AC: In the studio, do you have a fear you’d like to conquer?
CHARLIE TREES: I want to master playing the guitar I guess. I always sort of played but just for studio purposes. I don’t really know what I’m playing when I’m playing, and I get nervous when I play around others, and I’d love to learn how to read sheet music.
What about outside of studio?
I don’t really know, you know. What am I scared of? Not really massively scared of one thing. Probably Boris Johnson.
Let’s talk about Trees, what does the song mean to you?
Trees is an introduction to me as a person and an artist. It represents me, where I live, how I feel and how I live my life. Everyone in Grime has a reload bar, right? The Trees hook is sort of my “wheel up” bar. I didn’t set out to make it that way. It just kind of happened and when Yrk Road sent me the beat, it fit perfectly.
What was it like filming the video? can you tell us any funny stories from filming?
I’d never been to Amsterdam before. And we were smoking all weekend. On the last day, we bought too much weed and we had to smoke it all before we left. I’m a huge football fan and we saw Sol Campbell on the way back at the airport. We all saw him but were too high to say anything to each other. When we landed we all said, “swear that was Sol Campbell”.
How did your childhood inform your musical influence?
I grew up in a house where music was always being played. When she was younger, my mum worked in HMV in Oxford Street and she still has a record collection in the house from back then. She also pursued a career as a dance teacher. My older brother played in metal bands and my younger sister was a singer, so I was always going to be a kid that would love music. Outside my house, my area had a huge influence. I guess music often mirrors culture, and I lived in a relaxed area where there wasn’t much badness, so I guess that’s why my music is a bit more chilled in comparison to what conventional grime.
Where does the creation of a track begin for you?
Spontaneity. I never really approach two different songs the same way. The act of me getting inspired is a spontaneous occurrence and can’t really be predicted until it’s happened.
How much of an impact has London had on your music?

§ TASKS TO COMPLETE:
1) Revise the part of the interview that opens with the words containing "I grew up in" and closes with "what conventional grime.", putting "yoga instructor" in place of "dance teacher".
2) Carry on the interview with Charlie Trees from the point where it stops.
The listing isn't needed for anything here.

§ ENTRIES PROVIDED:

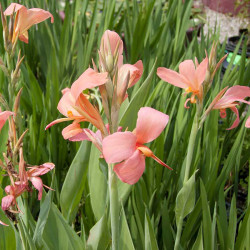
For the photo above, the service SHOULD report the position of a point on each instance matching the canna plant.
(13, 164)
(197, 205)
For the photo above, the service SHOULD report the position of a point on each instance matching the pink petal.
(150, 124)
(118, 146)
(248, 122)
(11, 8)
(237, 120)
(71, 130)
(4, 116)
(40, 170)
(201, 71)
(233, 94)
(187, 70)
(7, 201)
(132, 169)
(110, 40)
(38, 184)
(172, 77)
(2, 223)
(66, 104)
(88, 80)
(57, 121)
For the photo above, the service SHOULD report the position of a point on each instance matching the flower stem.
(114, 207)
(191, 143)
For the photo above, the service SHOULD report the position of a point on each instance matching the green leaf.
(125, 240)
(99, 237)
(150, 236)
(185, 199)
(58, 234)
(206, 218)
(74, 182)
(7, 233)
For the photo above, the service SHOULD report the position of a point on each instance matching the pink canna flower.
(230, 98)
(25, 18)
(34, 172)
(190, 77)
(76, 107)
(4, 116)
(128, 147)
(12, 193)
(248, 122)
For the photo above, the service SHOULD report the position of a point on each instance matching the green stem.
(191, 142)
(22, 234)
(178, 235)
(114, 207)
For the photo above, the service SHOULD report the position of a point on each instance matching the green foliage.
(76, 215)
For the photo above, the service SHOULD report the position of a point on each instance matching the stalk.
(190, 152)
(114, 207)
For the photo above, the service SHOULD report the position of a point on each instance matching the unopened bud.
(110, 62)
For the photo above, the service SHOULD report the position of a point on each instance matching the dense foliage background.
(75, 215)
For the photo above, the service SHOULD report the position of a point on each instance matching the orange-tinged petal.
(233, 94)
(88, 80)
(71, 130)
(132, 169)
(150, 124)
(118, 146)
(172, 77)
(248, 122)
(38, 184)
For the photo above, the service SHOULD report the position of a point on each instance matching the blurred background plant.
(218, 217)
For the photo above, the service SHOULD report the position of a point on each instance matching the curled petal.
(58, 121)
(132, 169)
(118, 146)
(40, 170)
(38, 184)
(88, 80)
(71, 130)
(150, 124)
(237, 120)
(172, 77)
(7, 201)
(233, 94)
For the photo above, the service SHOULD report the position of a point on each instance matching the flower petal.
(237, 120)
(7, 201)
(38, 184)
(233, 94)
(132, 169)
(201, 71)
(88, 80)
(118, 146)
(150, 124)
(172, 77)
(248, 122)
(40, 170)
(4, 116)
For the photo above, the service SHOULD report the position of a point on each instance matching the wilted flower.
(127, 147)
(25, 18)
(190, 77)
(230, 98)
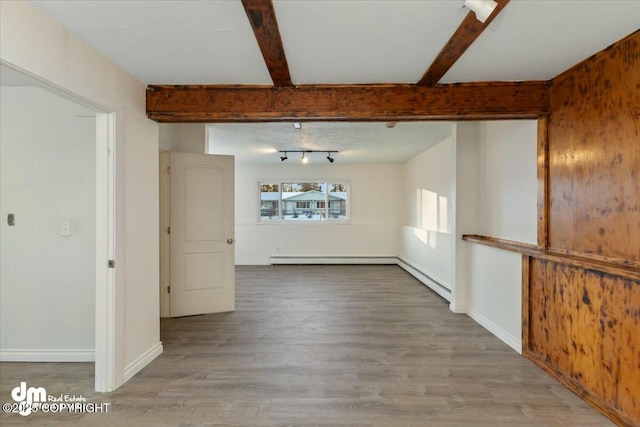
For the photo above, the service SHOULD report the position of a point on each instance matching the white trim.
(142, 361)
(284, 259)
(511, 341)
(425, 279)
(105, 341)
(458, 309)
(39, 355)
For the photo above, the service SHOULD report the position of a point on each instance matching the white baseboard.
(37, 355)
(142, 361)
(425, 279)
(458, 309)
(284, 259)
(510, 340)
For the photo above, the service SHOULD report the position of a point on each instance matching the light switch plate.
(65, 229)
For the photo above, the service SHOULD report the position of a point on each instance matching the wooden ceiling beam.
(262, 17)
(389, 102)
(468, 31)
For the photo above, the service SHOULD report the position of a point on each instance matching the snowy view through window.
(304, 201)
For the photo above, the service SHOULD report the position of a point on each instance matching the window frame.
(328, 219)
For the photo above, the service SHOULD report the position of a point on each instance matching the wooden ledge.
(610, 267)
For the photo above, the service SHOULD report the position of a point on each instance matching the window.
(304, 201)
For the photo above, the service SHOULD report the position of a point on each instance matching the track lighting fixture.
(305, 158)
(482, 8)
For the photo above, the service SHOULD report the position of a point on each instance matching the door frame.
(109, 312)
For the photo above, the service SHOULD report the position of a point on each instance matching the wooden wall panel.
(594, 155)
(584, 326)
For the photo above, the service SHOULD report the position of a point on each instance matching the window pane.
(269, 201)
(303, 201)
(338, 199)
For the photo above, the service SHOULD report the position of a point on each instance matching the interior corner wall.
(371, 231)
(506, 208)
(427, 236)
(59, 58)
(183, 137)
(47, 176)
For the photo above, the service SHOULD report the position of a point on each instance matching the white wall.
(428, 188)
(506, 208)
(372, 230)
(35, 44)
(183, 137)
(47, 175)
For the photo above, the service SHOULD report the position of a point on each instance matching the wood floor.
(321, 346)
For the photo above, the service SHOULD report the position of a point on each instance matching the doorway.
(57, 227)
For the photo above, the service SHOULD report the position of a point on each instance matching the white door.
(202, 234)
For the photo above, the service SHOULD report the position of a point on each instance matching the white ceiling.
(537, 40)
(342, 41)
(339, 41)
(355, 142)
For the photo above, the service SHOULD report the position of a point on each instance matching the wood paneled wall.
(594, 155)
(583, 324)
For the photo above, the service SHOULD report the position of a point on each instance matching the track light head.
(305, 158)
(482, 8)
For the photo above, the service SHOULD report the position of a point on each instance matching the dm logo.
(28, 398)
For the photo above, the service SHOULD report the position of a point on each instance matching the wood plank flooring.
(320, 346)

§ OUTPUTS IN ORDER:
1)
I grew up in a house where music was always being played. When she was younger, my mum worked in HMV in Oxford Street and she still has a record collection in the house from back then. She also pursued a career as a yoga instructor. My older brother played in metal bands and my younger sister was a singer, so I was always going to be a kid that would love music. Outside my house, my area had a huge influence. I guess music often mirrors culture, and I lived in a relaxed area where there wasn’t much badness, so I guess that’s why my music is a bit more chilled in comparison to what conventional grime.

2)
There would be no grime if there was no London and my music stems from that. The pirate radio scene has also been a big factor and I’ve met loads of mates that way, who have all in their own little way inspired me.
What does the grime genre mean to you?
When I first got into making grime music, I was very attracted to the feeling of freedom that it conveyed. As a kid, I think it helped me find a voice when I didn’t have one and allowed me to talk about things that I wouldn’t talk about in a normal conversation.
Where do you think it’s headed?
I think it’s difficult to say. When hip hop was as old as grime is now it was the mid-80s and realistically that’s where we are now. I think in the future, the successful artists will learn from original artists’ mistakes and start their own labels to sign the new emcees that come up. So, this person will get signed to Wiley, this one to Skepta, and the next one to Mike Skinner or maybe to someone who hasn’t blown yet but is going to. Hopefully, there will be money for everyone involved.
How important is social media to you right now?
More important than I act like it is. Everyone is always talking about how we live in this new age, where artists are the one with the power and you can promo from your bedroom to the world. Honestly, I find the majority of it depressing. There’s just so make fake shit. Maybe I expect too much from the average human being though.
Ahead of a gig, do you have any pre-show rituals?
A zoobie or two. I just like to be with my friends. My actual friends.